## Texte de la page
Tout a déjà été dit en 2001 après le match France/Algérie, ensuite en 2007 après France/Maroc, notamment sur la protestation victimaire de la part des jeunes d’origine maghrébine, leur situation socio-économique, les discriminations qui plombent leur destin, les blessures de l’histoire et les problèmes d’identité. Des élections présidentielles, législatives, municipales et deux émeutes plus tard, on pédale encore dans la semoule.

Après France/Tunisie, en guise de réponse pour l’acte 3 de ce feuilleton, Roselyne Bachelot, ministre de la santé, de la jeunesse, des sports et de la vie associative, propose d’arrêter les matches sans se poser la question des conséquences de ce genre de décision. Je pense que notre ministre va trop vite en besogne. En tant que docteur en pharmacie, elle devrait savoir que si le malade a quarante de fièvre, ce n’est pas la faute du thermomètre. Elle devrait s’appuyer sur les conseils d’experts avant de décider de ce type de mesures. Le problème mérite une réflexion plus profonde.

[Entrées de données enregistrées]
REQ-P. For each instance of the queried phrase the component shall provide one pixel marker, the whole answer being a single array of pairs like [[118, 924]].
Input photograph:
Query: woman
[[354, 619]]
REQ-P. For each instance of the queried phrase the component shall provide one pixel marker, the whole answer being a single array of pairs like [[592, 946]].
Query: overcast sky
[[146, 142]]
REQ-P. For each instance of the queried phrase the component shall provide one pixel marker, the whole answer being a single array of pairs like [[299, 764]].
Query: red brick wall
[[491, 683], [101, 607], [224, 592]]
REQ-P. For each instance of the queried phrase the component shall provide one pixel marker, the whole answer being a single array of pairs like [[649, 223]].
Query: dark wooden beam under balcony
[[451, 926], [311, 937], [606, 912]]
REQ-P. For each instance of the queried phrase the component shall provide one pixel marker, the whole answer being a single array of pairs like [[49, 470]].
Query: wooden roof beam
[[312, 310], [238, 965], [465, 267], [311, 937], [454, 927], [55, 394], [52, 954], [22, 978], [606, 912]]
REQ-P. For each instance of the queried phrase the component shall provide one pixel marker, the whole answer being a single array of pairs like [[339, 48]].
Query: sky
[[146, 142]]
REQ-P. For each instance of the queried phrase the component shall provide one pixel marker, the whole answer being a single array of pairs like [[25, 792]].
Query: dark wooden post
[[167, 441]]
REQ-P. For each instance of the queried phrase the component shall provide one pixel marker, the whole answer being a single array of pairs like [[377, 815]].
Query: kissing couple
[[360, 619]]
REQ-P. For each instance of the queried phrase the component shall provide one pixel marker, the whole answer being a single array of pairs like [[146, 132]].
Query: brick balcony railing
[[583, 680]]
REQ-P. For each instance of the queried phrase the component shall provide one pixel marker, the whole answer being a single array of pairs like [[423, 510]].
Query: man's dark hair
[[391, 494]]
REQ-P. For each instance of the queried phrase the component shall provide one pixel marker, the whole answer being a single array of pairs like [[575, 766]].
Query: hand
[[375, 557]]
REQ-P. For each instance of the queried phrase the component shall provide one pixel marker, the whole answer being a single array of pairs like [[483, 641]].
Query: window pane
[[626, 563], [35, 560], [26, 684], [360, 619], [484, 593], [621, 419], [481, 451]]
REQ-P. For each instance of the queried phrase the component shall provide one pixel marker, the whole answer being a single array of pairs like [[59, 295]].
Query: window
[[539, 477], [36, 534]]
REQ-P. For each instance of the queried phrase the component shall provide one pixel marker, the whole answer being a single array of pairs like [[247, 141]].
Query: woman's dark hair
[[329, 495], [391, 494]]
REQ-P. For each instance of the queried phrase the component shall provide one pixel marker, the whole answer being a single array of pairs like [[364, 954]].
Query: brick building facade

## Votre objectif
Retranscrivez à l'identique et en entier le texte ci-dessus sur les matches de football France/Tunisie.

## Tâche accomplie
Tout a déjà été dit en 2001 après le match France/Algérie, ensuite en 2007 après France/Maroc, notamment sur la protestation victimaire de la part des jeunes d’origine maghrébine, leur situation socio-économique, les discriminations qui plombent leur destin, les blessures de l’histoire et les problèmes d’identité. Des élections présidentielles, législatives, municipales et deux émeutes plus tard, on pédale encore dans la semoule.

Après France/Tunisie, en guise de réponse pour l’acte 3 de ce feuilleton, Roselyne Bachelot, ministre de la santé, de la jeunesse, des sports et de la vie associative, propose d’arrêter les matches sans se poser la question des conséquences de ce genre de décision. Je pense que notre ministre va trop vite en besogne. En tant que docteur en pharmacie, elle devrait savoir que si le malade a quarante de fièvre, ce n’est pas la faute du thermomètre. Elle devrait s’appuyer sur les conseils d’experts avant de décider de ce type de mesures. Le problème mérite une réflexion plus profonde.